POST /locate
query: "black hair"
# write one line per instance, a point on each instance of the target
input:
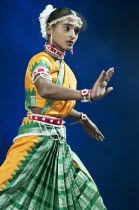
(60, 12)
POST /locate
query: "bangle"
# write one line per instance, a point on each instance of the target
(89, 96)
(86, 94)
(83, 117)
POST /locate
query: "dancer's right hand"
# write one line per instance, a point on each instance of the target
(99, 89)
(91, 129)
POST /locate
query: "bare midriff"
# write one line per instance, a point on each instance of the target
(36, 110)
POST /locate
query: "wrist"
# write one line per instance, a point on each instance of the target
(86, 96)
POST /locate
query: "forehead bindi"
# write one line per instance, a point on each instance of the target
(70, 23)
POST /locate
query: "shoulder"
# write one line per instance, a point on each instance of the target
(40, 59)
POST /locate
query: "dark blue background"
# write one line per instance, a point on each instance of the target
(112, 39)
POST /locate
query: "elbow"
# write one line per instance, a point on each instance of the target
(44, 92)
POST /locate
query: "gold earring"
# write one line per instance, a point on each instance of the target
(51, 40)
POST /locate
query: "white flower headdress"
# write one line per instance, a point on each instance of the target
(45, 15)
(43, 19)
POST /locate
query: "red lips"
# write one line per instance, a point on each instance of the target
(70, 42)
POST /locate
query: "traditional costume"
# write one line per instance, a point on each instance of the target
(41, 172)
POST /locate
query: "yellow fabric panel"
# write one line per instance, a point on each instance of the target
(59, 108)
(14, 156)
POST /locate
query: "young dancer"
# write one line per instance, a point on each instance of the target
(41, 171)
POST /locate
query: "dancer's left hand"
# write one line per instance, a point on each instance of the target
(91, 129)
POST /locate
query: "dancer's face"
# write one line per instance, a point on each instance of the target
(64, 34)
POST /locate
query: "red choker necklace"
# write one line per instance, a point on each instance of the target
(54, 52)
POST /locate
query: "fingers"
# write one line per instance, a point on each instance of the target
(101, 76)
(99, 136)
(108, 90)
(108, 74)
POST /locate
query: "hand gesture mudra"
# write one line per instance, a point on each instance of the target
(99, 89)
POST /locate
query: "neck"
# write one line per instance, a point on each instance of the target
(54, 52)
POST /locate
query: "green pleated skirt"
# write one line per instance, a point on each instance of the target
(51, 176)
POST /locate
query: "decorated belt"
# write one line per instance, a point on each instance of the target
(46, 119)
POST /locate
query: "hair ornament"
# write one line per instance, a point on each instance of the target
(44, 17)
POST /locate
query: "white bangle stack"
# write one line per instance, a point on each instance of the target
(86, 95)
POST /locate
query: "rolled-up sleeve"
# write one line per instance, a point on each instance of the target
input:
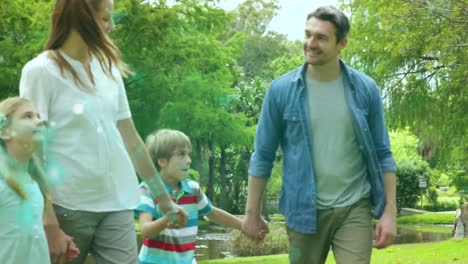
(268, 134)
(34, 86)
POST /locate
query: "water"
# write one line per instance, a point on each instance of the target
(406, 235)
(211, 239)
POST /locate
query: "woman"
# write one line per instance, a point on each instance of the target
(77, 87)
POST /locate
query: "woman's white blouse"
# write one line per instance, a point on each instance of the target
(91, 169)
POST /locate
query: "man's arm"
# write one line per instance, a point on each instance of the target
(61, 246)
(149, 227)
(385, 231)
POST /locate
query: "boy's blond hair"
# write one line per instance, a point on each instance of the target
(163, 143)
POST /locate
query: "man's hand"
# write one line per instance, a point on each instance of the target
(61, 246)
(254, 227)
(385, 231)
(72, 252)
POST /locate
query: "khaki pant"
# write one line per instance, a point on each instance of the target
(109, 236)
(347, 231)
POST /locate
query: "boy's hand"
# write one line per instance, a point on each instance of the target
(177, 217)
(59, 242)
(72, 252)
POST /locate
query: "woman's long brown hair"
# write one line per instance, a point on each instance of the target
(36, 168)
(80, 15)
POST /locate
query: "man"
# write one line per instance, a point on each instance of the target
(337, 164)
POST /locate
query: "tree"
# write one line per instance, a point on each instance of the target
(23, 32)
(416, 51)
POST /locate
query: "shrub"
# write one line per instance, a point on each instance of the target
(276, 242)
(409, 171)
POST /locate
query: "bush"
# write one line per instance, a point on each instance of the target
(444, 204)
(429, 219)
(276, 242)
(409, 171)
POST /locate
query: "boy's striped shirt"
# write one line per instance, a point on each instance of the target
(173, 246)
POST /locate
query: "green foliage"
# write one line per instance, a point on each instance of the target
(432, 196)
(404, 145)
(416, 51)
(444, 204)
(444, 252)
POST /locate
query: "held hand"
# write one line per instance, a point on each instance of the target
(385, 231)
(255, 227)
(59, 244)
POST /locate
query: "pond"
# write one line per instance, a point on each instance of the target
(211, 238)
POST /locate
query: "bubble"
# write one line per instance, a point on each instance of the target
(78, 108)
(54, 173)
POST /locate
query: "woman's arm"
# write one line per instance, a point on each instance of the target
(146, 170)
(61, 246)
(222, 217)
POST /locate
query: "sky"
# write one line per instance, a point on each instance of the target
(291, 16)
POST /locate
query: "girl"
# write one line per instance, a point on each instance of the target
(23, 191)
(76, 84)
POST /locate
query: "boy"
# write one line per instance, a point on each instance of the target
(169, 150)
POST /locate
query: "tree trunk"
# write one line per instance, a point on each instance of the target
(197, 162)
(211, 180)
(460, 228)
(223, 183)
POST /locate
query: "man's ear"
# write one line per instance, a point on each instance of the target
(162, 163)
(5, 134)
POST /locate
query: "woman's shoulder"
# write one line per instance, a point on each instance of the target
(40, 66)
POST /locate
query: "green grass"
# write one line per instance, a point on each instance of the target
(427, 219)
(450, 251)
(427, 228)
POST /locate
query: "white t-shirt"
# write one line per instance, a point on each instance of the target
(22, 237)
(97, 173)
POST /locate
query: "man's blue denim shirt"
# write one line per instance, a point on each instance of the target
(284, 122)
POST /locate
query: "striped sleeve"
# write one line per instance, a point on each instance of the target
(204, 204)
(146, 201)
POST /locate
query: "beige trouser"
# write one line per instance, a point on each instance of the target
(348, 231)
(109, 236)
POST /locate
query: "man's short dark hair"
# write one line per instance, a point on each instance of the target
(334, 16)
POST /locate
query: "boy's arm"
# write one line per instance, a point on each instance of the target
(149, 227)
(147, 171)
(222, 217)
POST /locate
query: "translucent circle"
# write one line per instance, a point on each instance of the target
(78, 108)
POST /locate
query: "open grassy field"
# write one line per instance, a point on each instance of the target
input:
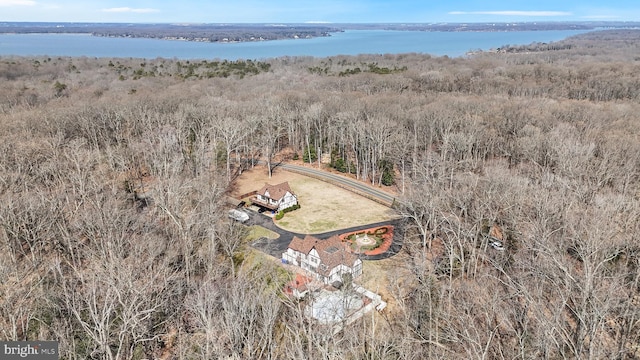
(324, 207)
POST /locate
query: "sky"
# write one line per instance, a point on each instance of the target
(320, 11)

________________________

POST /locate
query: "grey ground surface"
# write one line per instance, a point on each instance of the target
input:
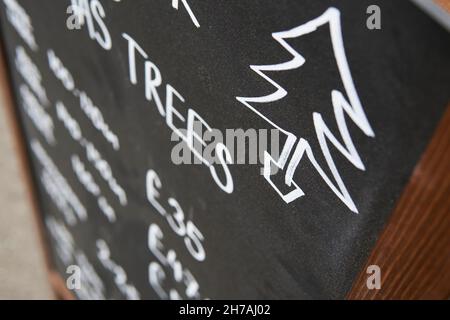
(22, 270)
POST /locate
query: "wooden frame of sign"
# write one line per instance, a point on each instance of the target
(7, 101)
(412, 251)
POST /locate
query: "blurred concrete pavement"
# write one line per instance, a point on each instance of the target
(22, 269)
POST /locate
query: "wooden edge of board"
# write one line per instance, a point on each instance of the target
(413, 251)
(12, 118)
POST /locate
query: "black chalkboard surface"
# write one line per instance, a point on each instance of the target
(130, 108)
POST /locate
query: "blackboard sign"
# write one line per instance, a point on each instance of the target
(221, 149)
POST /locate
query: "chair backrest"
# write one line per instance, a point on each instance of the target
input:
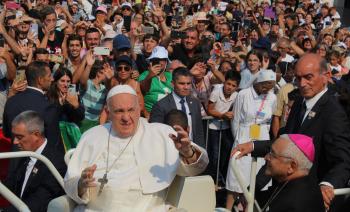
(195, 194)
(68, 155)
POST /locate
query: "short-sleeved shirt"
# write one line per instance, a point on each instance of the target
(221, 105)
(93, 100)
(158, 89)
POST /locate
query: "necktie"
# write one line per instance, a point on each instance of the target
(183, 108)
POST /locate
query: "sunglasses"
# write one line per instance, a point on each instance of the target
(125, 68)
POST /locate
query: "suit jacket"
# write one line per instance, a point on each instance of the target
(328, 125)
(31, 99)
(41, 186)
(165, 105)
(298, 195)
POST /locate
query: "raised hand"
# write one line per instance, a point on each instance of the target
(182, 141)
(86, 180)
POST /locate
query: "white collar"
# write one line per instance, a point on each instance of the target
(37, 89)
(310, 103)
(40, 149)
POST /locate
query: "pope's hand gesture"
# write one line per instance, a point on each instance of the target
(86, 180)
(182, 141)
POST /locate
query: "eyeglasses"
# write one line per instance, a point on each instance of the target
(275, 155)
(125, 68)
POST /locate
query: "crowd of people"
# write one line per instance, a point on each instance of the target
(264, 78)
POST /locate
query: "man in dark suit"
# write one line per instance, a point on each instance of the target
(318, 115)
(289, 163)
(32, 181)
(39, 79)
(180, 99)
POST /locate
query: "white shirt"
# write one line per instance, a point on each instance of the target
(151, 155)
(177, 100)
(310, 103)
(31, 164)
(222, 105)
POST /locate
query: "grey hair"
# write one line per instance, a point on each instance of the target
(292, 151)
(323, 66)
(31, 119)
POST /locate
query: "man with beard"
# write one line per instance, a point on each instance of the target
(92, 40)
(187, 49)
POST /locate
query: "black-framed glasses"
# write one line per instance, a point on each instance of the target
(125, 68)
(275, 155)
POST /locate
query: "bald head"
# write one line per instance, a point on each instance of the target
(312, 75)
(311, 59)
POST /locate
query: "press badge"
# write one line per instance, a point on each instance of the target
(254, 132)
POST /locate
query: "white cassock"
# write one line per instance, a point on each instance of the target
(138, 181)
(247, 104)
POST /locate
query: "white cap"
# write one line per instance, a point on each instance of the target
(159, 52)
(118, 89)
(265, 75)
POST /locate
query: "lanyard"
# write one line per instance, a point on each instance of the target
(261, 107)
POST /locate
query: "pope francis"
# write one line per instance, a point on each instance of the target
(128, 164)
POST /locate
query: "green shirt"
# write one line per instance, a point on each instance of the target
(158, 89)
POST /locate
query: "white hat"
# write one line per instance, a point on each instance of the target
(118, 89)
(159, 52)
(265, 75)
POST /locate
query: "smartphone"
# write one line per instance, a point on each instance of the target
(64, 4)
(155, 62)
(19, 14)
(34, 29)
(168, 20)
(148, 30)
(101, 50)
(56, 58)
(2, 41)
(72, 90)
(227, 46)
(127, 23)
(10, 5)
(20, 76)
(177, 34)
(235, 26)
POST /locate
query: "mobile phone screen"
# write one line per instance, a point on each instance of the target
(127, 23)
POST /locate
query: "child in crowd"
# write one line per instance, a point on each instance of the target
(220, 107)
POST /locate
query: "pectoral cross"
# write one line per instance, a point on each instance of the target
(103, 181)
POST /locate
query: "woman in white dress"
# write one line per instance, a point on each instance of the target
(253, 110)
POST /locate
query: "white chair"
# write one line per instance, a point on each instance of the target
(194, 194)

________________________

• [The problem] Search the records for the word "sign" and copy out every line that holds it.

• [Answer]
query: "wooden frame of sign"
query: "blackboard sign"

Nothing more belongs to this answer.